▶ [TASK SET]:
(a) In the genealogy post, when did the writer publish an earlier post explaining naming conventions in families?
(b) For each statement below, say whether it agrees with the genealogy post, and quote the words that decide it: (i) Repeated given names are described as appearing from sometime in the 1600's to the mid-1800's. (ii) A Porter patriarch might be named Hancock. (iii) Repeated given names are said to be unlikely among people with German ancestry.
(c) Please write a continuation of the genealogy post, starting after its last sentence.

▶ [PASSAGE PROVIDED]:
........

Sunday, August 10, 2008
DNA Projects - Who Is My Patriarch?
If you have ever pored over ship's immigration records, U.S. Census records, land grants or deed records, or any other "old" records looking for your ancestors, you may have been confused by the repetitious use of certain given names from sometime in the 1600's to the mid-1800's. (In July 2008, I wrote a post explaining some of these naming conventions in families.)
It seems that so many individuals were named the same given name. Doesn't everyone have a John, a Joseph, a Samuel, or a William (or two or three) in his family tree? More than likely you have found that, in fact, you do have one or more of those names..........particularly if you have English, Irish, Scotch, or even German ancestry, as so many from the South have in their backgrounds.
Also, if you have Porter ancestors, you may have a patriarch with the name of Hancock, Ephraditous, Shadrack, Tillet, or Landlot.

........

▶ [DATA LISTING]:
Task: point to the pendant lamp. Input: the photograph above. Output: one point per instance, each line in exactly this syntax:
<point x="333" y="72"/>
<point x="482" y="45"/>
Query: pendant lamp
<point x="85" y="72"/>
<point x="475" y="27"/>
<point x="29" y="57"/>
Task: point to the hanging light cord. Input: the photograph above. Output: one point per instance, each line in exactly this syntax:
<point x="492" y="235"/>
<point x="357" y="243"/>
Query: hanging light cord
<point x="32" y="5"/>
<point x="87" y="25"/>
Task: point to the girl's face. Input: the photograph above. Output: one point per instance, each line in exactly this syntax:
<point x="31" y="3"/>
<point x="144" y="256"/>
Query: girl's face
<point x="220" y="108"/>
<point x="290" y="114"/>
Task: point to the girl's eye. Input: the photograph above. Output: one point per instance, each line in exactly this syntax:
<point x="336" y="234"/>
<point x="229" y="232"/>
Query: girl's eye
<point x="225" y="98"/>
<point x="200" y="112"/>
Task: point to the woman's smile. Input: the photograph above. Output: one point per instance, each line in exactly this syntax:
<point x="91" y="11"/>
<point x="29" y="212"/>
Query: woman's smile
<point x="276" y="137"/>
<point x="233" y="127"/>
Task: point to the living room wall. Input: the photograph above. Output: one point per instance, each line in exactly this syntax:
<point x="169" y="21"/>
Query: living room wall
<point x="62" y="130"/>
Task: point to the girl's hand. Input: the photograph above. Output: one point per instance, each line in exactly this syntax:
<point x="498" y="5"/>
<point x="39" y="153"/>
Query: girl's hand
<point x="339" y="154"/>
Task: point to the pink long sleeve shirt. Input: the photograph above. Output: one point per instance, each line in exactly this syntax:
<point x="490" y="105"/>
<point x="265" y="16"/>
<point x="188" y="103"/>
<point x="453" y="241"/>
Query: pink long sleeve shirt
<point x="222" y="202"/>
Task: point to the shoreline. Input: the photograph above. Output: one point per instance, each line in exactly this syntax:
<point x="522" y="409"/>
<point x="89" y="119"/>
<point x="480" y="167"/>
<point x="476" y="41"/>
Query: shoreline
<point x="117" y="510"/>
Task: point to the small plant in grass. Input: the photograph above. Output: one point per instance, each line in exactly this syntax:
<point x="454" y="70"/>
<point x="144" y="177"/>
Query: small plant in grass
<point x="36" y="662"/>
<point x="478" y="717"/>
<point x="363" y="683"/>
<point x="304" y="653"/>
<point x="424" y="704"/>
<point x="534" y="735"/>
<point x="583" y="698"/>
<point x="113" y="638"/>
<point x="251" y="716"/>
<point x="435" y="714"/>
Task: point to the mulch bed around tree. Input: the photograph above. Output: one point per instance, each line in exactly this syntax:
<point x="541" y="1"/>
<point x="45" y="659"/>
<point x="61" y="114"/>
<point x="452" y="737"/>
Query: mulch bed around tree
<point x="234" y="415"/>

........

▶ [ANSWERS TO THE EXERCISE]:
(a) July 2008

(b)
(i) Yes: "from sometime in the 1600's to the mid-1800's"
(ii) Yes: "you may have a patriarch with the name of Hancock"
(iii) No: "particularly if you have English, Irish, Scotch, or even German ancestry"

(c)
In my case, I know without a doubt that John James Porter (J. J.) was my great-grandfather. My great-grandmother, Margaret Meriwether Porter told me, her daughter (my grandmother) told me, and my father told me. I have old family pictures of J. J. Porter............with his wife, with his daughter, and with her son (my father.) To me, these personal family stories and pictures that back them up are pretty convincing proof of ancestry. The evidence linking John James Porter to James M. Porter and that links them both to Samuel Porter is also very convincing. But once I attempt to go back to the generation beyond Samuel, I don't have the evidence I really need to connect Samuel to his parents.
Who was Samuel Porter's father? Was it Hancock? Was it Landlot? Or was it another John or Samuel, or was it a name I haven't even found yet? I really don't know, and this lack of evidence brings me to the question: Do I need to resort to DNA analysis? The fact is that I cannot personally submit a DNA sample for this purpose. My understanding of the process is that a sample can be submitted only by a male relative who shares the same last name.
DNA projects for genealogy research have gained increasingly in popularity during the past several years, and the growth rate continues as we speak. The fact that a simple DNA sample could help unravel one's family tree made national news when the story of Thomas Jefferson's possible descendants became the subject of much discussion a number of years ago. DNA testing is now available in the form of a simple sample, obtained by swabbing the inside of the cheek. A "buccal swab," as the method of testing is known, is all it takes to begin to "trace your family tree." The well-known website, Ancestry.com, now offers DNA testing.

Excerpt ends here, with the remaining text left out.